[Text-to-region grounding data]
┄┄┄┄┄┄┄┄┄┄

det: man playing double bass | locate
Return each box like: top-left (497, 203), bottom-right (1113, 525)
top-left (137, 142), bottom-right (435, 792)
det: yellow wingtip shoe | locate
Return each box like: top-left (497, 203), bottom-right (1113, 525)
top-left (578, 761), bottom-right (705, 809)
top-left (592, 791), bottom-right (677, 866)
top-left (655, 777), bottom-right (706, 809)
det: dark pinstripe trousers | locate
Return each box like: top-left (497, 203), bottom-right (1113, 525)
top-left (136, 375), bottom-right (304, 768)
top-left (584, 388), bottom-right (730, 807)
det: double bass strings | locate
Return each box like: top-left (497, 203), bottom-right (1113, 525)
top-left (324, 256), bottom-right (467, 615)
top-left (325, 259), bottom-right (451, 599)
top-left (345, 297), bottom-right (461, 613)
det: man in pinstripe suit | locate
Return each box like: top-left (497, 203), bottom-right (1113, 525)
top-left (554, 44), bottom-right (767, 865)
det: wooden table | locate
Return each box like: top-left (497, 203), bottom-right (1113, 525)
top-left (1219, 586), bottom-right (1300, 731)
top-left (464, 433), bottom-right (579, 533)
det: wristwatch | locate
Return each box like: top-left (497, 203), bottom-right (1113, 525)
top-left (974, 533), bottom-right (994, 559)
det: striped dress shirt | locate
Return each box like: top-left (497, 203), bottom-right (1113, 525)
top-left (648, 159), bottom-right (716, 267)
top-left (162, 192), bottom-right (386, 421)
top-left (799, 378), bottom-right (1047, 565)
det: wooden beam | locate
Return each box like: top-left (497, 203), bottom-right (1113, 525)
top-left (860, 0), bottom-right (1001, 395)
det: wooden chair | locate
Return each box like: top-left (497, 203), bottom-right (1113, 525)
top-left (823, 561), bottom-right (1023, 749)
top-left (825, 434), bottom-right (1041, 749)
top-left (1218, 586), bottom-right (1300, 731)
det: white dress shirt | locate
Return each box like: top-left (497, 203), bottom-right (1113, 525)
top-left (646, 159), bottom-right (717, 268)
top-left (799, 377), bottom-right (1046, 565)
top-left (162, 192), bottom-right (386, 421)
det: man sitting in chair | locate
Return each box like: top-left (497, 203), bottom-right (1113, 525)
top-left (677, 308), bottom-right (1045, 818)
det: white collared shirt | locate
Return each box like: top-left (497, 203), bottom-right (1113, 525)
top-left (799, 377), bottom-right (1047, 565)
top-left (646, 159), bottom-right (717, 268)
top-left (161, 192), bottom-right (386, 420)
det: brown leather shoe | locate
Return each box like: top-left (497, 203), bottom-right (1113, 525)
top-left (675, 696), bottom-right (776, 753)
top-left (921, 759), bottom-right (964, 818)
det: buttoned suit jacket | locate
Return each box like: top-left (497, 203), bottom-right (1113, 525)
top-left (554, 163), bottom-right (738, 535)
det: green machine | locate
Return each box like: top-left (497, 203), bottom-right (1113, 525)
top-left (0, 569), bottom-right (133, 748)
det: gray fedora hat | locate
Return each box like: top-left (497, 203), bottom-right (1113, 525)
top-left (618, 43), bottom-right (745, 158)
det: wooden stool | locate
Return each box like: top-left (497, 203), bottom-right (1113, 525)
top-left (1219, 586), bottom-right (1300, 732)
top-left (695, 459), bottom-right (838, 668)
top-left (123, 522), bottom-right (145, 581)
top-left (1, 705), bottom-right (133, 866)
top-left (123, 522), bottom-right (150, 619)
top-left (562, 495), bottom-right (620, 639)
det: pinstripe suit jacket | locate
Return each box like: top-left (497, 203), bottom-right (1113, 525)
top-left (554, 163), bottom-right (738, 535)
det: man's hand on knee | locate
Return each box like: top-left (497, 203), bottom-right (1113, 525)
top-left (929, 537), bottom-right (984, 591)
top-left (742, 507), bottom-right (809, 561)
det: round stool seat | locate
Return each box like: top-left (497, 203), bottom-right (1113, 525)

┄┄┄┄┄┄┄┄┄┄

# PROBLEM TO WORK ON
Retype the data exactly.

# ANSWER SECTION
det: man playing double bass | locate
Return each box like: top-left (497, 203), bottom-right (1113, 525)
top-left (137, 142), bottom-right (435, 792)
det: yellow wingtip shoe | locate
Return each box like: top-left (497, 203), bottom-right (1113, 525)
top-left (578, 761), bottom-right (705, 809)
top-left (592, 791), bottom-right (677, 866)
top-left (655, 777), bottom-right (706, 809)
det: dark pinstripe trousers | locate
Return each box like: top-left (497, 203), bottom-right (1113, 525)
top-left (136, 375), bottom-right (304, 768)
top-left (584, 388), bottom-right (730, 807)
det: double bass strings | locate
Return each box like: top-left (497, 203), bottom-right (1113, 525)
top-left (324, 256), bottom-right (467, 615)
top-left (325, 259), bottom-right (451, 599)
top-left (345, 297), bottom-right (461, 613)
det: man in pinstripe suit | locate
Return each box like: top-left (497, 203), bottom-right (1113, 525)
top-left (554, 44), bottom-right (767, 865)
det: wooden table | locate
Return each box like: top-left (497, 203), bottom-right (1113, 525)
top-left (1219, 586), bottom-right (1300, 731)
top-left (464, 433), bottom-right (579, 533)
det: wristwatch | locate
Return each box like: top-left (497, 203), bottom-right (1113, 525)
top-left (974, 533), bottom-right (994, 559)
det: striped dress shirt | locate
Return each box like: top-left (497, 203), bottom-right (1113, 525)
top-left (648, 159), bottom-right (716, 267)
top-left (162, 192), bottom-right (386, 421)
top-left (799, 378), bottom-right (1047, 565)
det: wooden beam | locate
Return each box like: top-left (497, 203), bottom-right (1113, 525)
top-left (860, 0), bottom-right (1001, 395)
det: wooden chair | locate
Return each box like: top-left (497, 203), bottom-right (1113, 525)
top-left (823, 561), bottom-right (1023, 749)
top-left (825, 434), bottom-right (1041, 749)
top-left (1218, 586), bottom-right (1300, 731)
det: white dress shirt | locate
Return each box like: top-left (497, 203), bottom-right (1113, 525)
top-left (646, 159), bottom-right (717, 268)
top-left (799, 377), bottom-right (1046, 565)
top-left (162, 192), bottom-right (386, 421)
det: man sitting in chair | locate
Return each box like: top-left (497, 203), bottom-right (1113, 525)
top-left (677, 308), bottom-right (1045, 818)
det: white collared shirt | locate
Return each box like: top-left (497, 203), bottom-right (1113, 525)
top-left (799, 377), bottom-right (1047, 565)
top-left (646, 159), bottom-right (717, 268)
top-left (161, 192), bottom-right (386, 420)
det: brown leather shoe | locate
Return each box like: top-left (497, 203), bottom-right (1113, 525)
top-left (675, 696), bottom-right (776, 753)
top-left (921, 759), bottom-right (964, 818)
det: buttoned suit jacket | locate
Return each box like: top-left (497, 203), bottom-right (1113, 525)
top-left (554, 163), bottom-right (738, 535)
det: green machine | locate
Return each box like: top-left (497, 203), bottom-right (1113, 525)
top-left (0, 569), bottom-right (133, 748)
det: gray fedora hat | locate
Return each box like: top-left (497, 203), bottom-right (1113, 525)
top-left (618, 43), bottom-right (745, 158)
det: wooden stool | locate
Return each box like: top-left (497, 203), bottom-right (1113, 525)
top-left (1219, 586), bottom-right (1300, 732)
top-left (695, 459), bottom-right (838, 668)
top-left (123, 522), bottom-right (145, 581)
top-left (1, 705), bottom-right (133, 866)
top-left (123, 522), bottom-right (150, 619)
top-left (562, 495), bottom-right (620, 639)
det: pinstripe suit jacket | locate
Return each box like: top-left (497, 203), bottom-right (1113, 525)
top-left (554, 163), bottom-right (738, 535)
det: man's hand on knee | locate
Return each box like: top-left (497, 203), bottom-right (1113, 525)
top-left (929, 537), bottom-right (984, 591)
top-left (742, 507), bottom-right (809, 561)
det: round stool seat | locate
Return each box like: top-left (497, 203), bottom-right (1113, 525)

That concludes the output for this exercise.